Prompt A:
Answer these from the TV trope notes:
(i) What does Jim Boumgarten go on national TV to find out?
(ii) Which musical mode does the theme song use?
(iii) During which years was the theme music replaced by generic rock tracks?
Prompt B: Write the next part of the TV trope notes, picking up after their last sentence.

Passage to read:
[Start of section]
Also has built-in Mood Whiplash when combined with the original intro video.
Idiot Plot: Jim Boumgarten. This segment revolves around a man who has a doppelganger living in the same city. He keeps getting mistaken by his townspeople for this "twin." Jim wants to know who this person is, so he decides to go on national TV to get to the bottom of this curious mystery...instead of just asking one of his neighbors who they were mistaking him for. It is still debated as to whether this was a gag segment.
Just Here for Godzilla: Many viewers, especially the younger ones, watched the show almost solely for its segments on the Unexplained, which were strange and fascinating enough to lead directly into...
Plenty of others prefer the "Missing" and "Unexplained Death" segments, despite freely admitting that they're terrified by them.
Crowning Music of Awesome / Hell Is That Noise: The theme song, which uses the phrygian musical mode to create what is unquestionably one of the creepiest songs in all television history. Go ahead: find it, put it on an MP3 player or iPod, and walk outside at night.
The originally-aired, non-symphonic version of the song had some subtle differences...that might have made it even creepier.
The ending credits music was also extremely haunting. Every single thing about the show's music was awesome, really.
The show itself used to acknowledge how awesome its theme music was by including a link to the Lifetime-era remix in their website (keep in mind this was during the 2008-2010 era, when said theme music was replaced by generic rock tracks). The site has since been redesigned.
[End of section]
Excerpted data:
[Start of section]
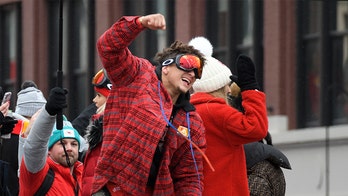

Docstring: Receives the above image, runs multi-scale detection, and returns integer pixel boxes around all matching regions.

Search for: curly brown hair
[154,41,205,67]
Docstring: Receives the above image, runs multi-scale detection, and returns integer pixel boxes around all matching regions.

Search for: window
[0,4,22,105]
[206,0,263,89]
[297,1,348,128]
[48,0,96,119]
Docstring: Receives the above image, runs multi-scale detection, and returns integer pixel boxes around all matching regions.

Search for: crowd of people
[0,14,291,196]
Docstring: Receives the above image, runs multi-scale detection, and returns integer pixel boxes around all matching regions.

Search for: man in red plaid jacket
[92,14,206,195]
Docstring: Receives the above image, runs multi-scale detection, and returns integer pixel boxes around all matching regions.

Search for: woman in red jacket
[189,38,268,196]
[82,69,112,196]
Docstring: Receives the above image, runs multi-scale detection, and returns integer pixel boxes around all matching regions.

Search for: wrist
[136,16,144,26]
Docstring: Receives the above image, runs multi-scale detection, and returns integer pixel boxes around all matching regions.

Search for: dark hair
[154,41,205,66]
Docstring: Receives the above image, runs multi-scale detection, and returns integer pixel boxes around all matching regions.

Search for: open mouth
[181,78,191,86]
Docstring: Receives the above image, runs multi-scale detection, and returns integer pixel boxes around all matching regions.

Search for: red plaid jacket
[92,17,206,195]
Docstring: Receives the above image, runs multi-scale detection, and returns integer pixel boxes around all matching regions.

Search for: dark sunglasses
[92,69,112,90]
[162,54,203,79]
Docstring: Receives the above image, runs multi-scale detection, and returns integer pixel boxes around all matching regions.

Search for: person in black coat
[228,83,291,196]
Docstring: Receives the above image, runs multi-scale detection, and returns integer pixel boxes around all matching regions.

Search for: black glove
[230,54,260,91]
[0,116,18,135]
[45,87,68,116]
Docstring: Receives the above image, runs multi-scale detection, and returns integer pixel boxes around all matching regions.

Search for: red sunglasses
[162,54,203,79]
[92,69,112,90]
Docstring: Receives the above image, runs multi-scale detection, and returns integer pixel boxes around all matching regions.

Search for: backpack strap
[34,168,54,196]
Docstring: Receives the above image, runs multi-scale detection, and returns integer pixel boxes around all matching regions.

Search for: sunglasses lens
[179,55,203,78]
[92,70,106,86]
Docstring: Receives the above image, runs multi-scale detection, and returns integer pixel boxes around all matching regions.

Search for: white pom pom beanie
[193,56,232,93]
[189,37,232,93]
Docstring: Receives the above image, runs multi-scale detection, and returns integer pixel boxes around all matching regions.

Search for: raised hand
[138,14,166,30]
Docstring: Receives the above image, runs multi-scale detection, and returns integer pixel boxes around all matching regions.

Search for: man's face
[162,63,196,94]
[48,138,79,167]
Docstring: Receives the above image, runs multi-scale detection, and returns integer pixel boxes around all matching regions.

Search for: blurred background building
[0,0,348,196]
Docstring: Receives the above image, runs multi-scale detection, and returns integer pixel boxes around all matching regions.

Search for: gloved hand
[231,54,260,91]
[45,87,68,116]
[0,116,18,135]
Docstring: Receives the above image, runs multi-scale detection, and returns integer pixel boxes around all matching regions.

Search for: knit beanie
[End of section]
Response A:
(i) Who the person is that his townspeople keep mistaking him for, his doppelganger living in the same city.
(ii) The phrygian mode.
(iii) 2008-2010.

Response B:
Most Wonderful Sound: Anytime Robert Stack said "Update!" It usually meant that a mystery had been solved, or at the very least there was a good strong clue.
Unless of course, the resolution was a sad one—that a missing person had been found dead, or worse yet, was still missing.
Most Annoying Sound: Dear God, that stupid "telephone ring" sound heard in the Farina episodes, whenever a caption or subtitle appears on the screen! Whose idea was that?!
Replacement Scrappy: Dennis Farina, and really anybody who isn't Robert Stack, who unfortunately died in 2003.
The move to the Lifetime Network meant that nearly all of the scary/awesome paranormal segments were booted off to make room for more "missing loved ones" segments instead. Yup: say goodbye to Bigfoot, UFOs and ghosts and say hello to more women crying and hugging!
The 2008-2010 Spike TV run, which was basically comprised of Re Cut versions of the original episodes, with a plethora of unnecessary video/audio effects added, Robert Stack swapped out for Dennis Farina, and the original theme song and background music replaced with generic rock tracks.
A straight version would be a story of two girls who grew up in the same 1950s neighborhood and were close like sisters until one of the girls moved away with her family. Years later, it is discovered that the girls were sisters, but the one sister still continues to search for her long-lost sister.
The woman who suffered a brain aneurysm and lost 16 years of her memories! After leaving the hospital, she thought it was still 1960, but really it was 1976, her children had grown up, her husband looked different, certain family members or friends had passed away, her house was different, and to top it all off, she was fearful of admitting to her family she had lost her memory, until four years later. The segment ends with the host saying that doctors do not believe she will ever recover, or gain her memories back.
The Missing Person case that involved the New Kids on the Block turned out to be this. It featured a missing girl who was supposedly caught on tape in the video for My Favorite Girl, so the Knight brothers (Jonathan and Jordan) showed up on the show asking for info about her whereabouts. According to an update, however, the girl on tape was an Identical Stranger... and the actual one had been murdered the same day she disappeared. The only good thing is that the poor girl's killer was found and brought to justice.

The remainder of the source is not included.